RECORDS:
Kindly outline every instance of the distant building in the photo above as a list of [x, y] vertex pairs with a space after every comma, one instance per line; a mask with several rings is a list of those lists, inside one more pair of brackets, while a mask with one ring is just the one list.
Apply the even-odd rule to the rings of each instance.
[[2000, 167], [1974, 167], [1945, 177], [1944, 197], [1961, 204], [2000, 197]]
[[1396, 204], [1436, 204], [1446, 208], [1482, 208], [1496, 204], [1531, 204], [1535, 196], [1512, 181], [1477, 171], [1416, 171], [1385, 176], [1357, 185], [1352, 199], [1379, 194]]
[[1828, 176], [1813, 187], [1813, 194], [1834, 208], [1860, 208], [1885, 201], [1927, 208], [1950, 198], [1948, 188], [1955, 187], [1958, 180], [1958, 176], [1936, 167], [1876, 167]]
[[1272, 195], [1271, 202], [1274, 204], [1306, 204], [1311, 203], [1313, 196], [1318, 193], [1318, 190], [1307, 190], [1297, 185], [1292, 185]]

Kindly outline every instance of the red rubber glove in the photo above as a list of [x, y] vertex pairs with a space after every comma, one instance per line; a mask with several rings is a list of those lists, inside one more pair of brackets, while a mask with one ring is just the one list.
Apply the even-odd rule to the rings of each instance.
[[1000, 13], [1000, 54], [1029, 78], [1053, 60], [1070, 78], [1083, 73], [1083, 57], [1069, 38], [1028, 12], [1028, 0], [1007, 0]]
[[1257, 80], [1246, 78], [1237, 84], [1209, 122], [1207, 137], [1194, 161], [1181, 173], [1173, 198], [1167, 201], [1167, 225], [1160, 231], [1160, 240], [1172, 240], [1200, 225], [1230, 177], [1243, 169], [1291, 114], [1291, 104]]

TASK STATEMENT:
The records above must be transcribed line for line, exactly.

WRITTEN RESPONSE:
Kindly outline every instance of the distant building in the photo above as a list of [x, y] vertex pairs with a space after every comma, one instance per line; a mask with several rings is a list of those lists, inside one more pair of brackets, while a mask with one ring is just the one list.
Apply the even-odd rule to the rings of each instance.
[[2000, 167], [1974, 167], [1945, 177], [1944, 197], [1961, 204], [2000, 197]]
[[1396, 204], [1436, 204], [1446, 208], [1482, 208], [1496, 204], [1531, 204], [1535, 196], [1512, 181], [1477, 171], [1416, 171], [1385, 176], [1357, 185], [1352, 199], [1379, 194]]
[[1828, 176], [1813, 187], [1813, 194], [1834, 208], [1860, 208], [1885, 201], [1927, 208], [1950, 198], [1948, 188], [1955, 187], [1958, 180], [1958, 176], [1936, 167], [1876, 167]]
[[1272, 195], [1271, 202], [1274, 204], [1306, 204], [1311, 203], [1313, 196], [1318, 193], [1318, 190], [1307, 190], [1297, 185], [1292, 185]]

Kindly outline every instance of the red rubber glove in the photo above as a list of [x, y] vertex pairs with a space after every comma, one instance per line; a mask with several rings is a list of those lists, inside one more pair of brackets, while a mask with one ring is just the one list.
Apply the even-odd rule to the rings of each instance.
[[1000, 13], [1000, 54], [1029, 78], [1053, 60], [1070, 78], [1083, 73], [1083, 57], [1069, 38], [1028, 12], [1028, 0], [1007, 0]]
[[1257, 80], [1246, 78], [1237, 84], [1209, 122], [1207, 137], [1194, 161], [1181, 173], [1173, 198], [1167, 201], [1167, 225], [1160, 231], [1160, 240], [1172, 240], [1200, 225], [1230, 177], [1243, 169], [1291, 114], [1291, 104]]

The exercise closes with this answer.